What is expected -> Find every line below with the string "fountain" and pick it out.

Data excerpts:
"""
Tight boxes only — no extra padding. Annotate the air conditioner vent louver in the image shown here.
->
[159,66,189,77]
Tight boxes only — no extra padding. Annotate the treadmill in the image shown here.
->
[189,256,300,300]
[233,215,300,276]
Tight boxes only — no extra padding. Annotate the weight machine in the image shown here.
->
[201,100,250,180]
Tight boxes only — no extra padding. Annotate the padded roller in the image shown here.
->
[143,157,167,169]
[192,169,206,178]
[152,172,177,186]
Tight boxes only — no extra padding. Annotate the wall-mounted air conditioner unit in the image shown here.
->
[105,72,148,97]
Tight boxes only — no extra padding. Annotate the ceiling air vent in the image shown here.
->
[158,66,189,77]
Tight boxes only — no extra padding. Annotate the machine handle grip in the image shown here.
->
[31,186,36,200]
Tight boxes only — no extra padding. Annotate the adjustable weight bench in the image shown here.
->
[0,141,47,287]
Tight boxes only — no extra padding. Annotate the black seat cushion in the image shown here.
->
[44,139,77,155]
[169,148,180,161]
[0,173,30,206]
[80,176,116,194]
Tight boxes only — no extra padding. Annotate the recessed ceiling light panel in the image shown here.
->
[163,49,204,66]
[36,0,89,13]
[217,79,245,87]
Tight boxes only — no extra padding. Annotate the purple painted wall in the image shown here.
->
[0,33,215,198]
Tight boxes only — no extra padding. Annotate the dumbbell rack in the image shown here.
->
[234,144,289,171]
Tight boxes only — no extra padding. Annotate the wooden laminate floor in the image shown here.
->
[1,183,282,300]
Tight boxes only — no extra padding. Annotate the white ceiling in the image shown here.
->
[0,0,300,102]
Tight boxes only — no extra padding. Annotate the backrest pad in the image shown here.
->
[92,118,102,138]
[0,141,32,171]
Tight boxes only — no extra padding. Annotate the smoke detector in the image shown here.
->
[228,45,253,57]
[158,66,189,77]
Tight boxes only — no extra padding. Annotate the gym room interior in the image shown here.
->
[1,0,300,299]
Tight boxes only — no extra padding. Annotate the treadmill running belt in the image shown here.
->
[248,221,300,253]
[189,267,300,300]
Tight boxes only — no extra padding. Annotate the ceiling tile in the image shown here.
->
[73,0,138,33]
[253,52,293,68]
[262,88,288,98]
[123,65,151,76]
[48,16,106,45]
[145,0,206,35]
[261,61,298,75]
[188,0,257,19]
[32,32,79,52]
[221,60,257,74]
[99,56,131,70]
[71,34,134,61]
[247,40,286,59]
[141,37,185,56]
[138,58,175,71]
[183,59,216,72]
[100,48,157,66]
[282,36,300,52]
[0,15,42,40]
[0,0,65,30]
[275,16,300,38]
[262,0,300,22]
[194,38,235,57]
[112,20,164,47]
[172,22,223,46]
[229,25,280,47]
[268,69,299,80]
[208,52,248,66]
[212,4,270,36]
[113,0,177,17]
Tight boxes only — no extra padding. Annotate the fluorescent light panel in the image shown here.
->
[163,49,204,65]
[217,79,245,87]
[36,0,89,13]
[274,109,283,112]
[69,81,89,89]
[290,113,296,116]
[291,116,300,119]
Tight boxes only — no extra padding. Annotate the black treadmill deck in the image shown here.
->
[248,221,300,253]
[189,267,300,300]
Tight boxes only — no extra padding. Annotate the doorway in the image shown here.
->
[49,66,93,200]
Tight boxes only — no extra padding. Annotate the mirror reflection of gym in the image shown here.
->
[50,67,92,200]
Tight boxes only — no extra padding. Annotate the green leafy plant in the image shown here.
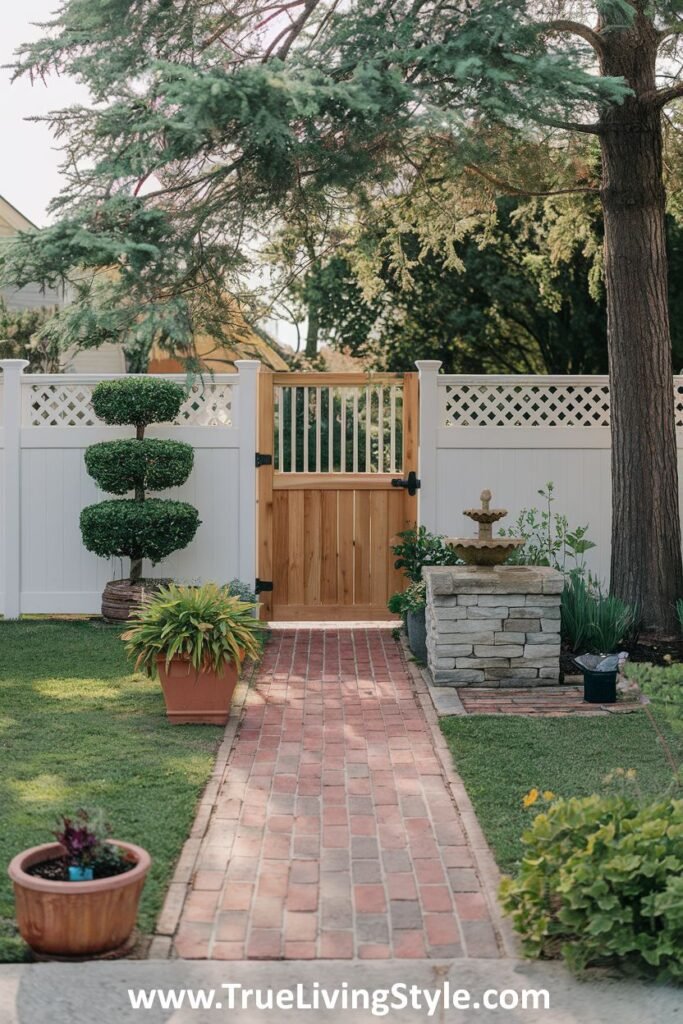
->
[391,526,459,584]
[52,808,130,877]
[388,580,426,616]
[561,573,638,653]
[123,582,265,678]
[626,662,683,778]
[226,578,258,604]
[560,572,593,652]
[501,483,596,576]
[500,791,683,981]
[675,599,683,637]
[80,378,200,581]
[589,592,639,655]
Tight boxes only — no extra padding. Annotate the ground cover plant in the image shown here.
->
[0,620,224,962]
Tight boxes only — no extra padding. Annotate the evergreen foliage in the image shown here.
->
[5,0,683,625]
[80,377,200,580]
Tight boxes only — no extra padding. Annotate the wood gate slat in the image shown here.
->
[369,490,389,606]
[338,490,354,604]
[303,490,322,606]
[288,490,305,605]
[354,490,371,606]
[321,490,338,604]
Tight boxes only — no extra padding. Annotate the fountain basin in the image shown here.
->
[447,537,525,566]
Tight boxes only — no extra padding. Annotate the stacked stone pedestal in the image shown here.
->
[423,565,563,687]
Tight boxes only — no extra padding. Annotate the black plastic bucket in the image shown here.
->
[582,669,617,704]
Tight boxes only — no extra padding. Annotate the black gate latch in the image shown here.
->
[255,579,273,594]
[255,453,273,467]
[391,471,421,497]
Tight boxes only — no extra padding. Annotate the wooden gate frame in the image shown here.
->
[256,369,418,621]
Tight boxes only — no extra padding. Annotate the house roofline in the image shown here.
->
[0,195,38,231]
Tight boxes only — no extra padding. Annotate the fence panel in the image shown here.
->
[417,364,683,587]
[0,360,258,616]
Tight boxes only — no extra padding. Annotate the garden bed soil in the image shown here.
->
[27,855,135,883]
[561,633,683,677]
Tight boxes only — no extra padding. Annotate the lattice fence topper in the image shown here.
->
[24,380,234,427]
[441,380,613,428]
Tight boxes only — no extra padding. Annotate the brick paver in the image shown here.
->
[456,685,641,716]
[172,627,500,960]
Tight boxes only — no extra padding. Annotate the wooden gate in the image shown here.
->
[257,371,418,621]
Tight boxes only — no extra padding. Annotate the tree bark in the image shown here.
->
[305,298,320,359]
[599,12,683,630]
[130,422,145,582]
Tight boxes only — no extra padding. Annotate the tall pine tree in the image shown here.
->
[4,1,683,627]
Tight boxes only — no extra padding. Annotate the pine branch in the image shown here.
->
[658,22,683,43]
[463,163,598,198]
[539,117,602,135]
[541,19,606,57]
[644,82,683,108]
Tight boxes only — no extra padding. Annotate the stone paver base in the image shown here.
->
[456,685,641,716]
[171,628,500,961]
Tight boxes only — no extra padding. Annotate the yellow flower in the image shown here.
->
[542,790,555,802]
[523,788,540,808]
[625,768,637,780]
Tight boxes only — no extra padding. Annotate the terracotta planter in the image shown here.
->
[8,840,151,958]
[102,579,166,622]
[157,655,239,724]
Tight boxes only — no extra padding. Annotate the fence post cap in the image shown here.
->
[415,360,442,373]
[0,358,30,371]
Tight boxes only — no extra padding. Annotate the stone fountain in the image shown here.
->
[447,489,525,566]
[422,488,563,689]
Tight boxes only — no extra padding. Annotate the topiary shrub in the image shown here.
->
[500,792,683,981]
[80,377,201,583]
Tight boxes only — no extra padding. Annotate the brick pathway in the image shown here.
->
[456,685,641,716]
[172,628,500,961]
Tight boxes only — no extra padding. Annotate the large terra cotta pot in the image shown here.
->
[157,655,239,724]
[8,840,151,958]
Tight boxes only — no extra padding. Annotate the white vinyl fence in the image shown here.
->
[4,357,683,616]
[0,359,259,617]
[417,361,683,587]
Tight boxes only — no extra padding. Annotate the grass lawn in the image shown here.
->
[441,713,683,875]
[0,620,224,962]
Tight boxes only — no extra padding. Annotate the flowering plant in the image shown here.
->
[54,809,110,869]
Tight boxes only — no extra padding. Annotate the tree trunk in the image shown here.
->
[599,15,683,631]
[305,300,320,359]
[130,422,145,582]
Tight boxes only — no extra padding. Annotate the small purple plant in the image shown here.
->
[54,809,109,869]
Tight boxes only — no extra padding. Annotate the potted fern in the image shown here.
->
[123,583,265,724]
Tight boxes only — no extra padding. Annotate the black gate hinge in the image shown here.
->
[255,579,273,594]
[255,452,273,467]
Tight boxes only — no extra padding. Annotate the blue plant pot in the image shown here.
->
[68,866,94,882]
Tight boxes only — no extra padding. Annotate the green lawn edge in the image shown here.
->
[440,713,682,875]
[0,620,224,962]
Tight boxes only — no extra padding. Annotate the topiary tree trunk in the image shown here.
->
[80,378,201,591]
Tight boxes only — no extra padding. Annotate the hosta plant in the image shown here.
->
[123,582,265,678]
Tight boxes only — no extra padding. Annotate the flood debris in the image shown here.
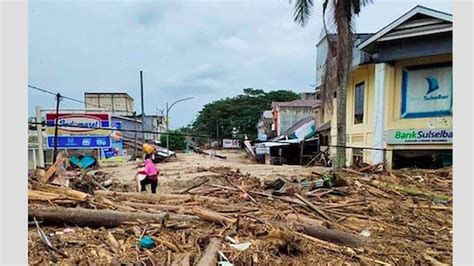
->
[28,161,452,265]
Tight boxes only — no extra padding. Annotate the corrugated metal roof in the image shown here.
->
[283,117,313,136]
[317,121,331,132]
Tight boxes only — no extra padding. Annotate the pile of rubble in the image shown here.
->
[28,165,452,265]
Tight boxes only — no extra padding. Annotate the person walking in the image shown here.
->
[137,158,159,193]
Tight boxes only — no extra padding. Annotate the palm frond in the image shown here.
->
[293,0,314,27]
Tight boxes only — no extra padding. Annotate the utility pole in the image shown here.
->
[165,97,194,156]
[36,106,45,168]
[52,93,62,163]
[133,111,138,159]
[140,71,145,143]
[166,102,169,157]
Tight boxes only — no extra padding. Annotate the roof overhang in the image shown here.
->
[358,5,452,52]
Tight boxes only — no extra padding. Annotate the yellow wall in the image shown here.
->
[345,65,376,164]
[385,54,453,132]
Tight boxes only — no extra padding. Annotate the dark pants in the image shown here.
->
[140,177,158,193]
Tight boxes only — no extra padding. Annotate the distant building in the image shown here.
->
[271,99,320,136]
[256,110,274,139]
[298,92,318,100]
[84,92,134,116]
[124,113,166,142]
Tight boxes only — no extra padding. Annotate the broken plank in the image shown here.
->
[294,193,334,222]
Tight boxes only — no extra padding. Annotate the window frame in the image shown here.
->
[354,81,365,124]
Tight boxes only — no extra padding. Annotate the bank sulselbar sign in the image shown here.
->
[385,129,452,144]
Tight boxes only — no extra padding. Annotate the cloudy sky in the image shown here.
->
[29,0,452,129]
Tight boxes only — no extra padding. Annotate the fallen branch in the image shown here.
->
[341,168,364,176]
[294,193,334,222]
[370,180,452,203]
[178,178,209,194]
[196,238,222,266]
[225,176,259,205]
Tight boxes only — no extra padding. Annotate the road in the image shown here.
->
[102,149,329,193]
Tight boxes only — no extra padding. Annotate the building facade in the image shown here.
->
[256,110,274,139]
[272,99,319,136]
[316,6,452,169]
[85,92,134,116]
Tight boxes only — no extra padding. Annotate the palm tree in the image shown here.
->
[292,0,371,169]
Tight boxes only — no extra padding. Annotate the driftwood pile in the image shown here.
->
[28,166,452,265]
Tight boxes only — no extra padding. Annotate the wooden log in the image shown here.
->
[286,213,327,228]
[196,238,222,266]
[171,253,190,266]
[41,151,68,183]
[28,190,64,201]
[28,206,199,228]
[32,185,89,201]
[192,207,236,225]
[145,250,159,266]
[153,237,181,252]
[294,222,369,247]
[178,178,209,194]
[423,253,449,266]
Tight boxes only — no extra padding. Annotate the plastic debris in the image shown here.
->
[229,242,252,251]
[225,236,237,244]
[139,236,155,249]
[217,250,234,266]
[63,228,75,234]
[359,229,371,237]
"""
Finished task ->
Tight boxes only — no extra padding. Annotate the fountain basin in the image shown here.
Tight boxes only — no extra padding. Annotate the stone fountain in the image shown here.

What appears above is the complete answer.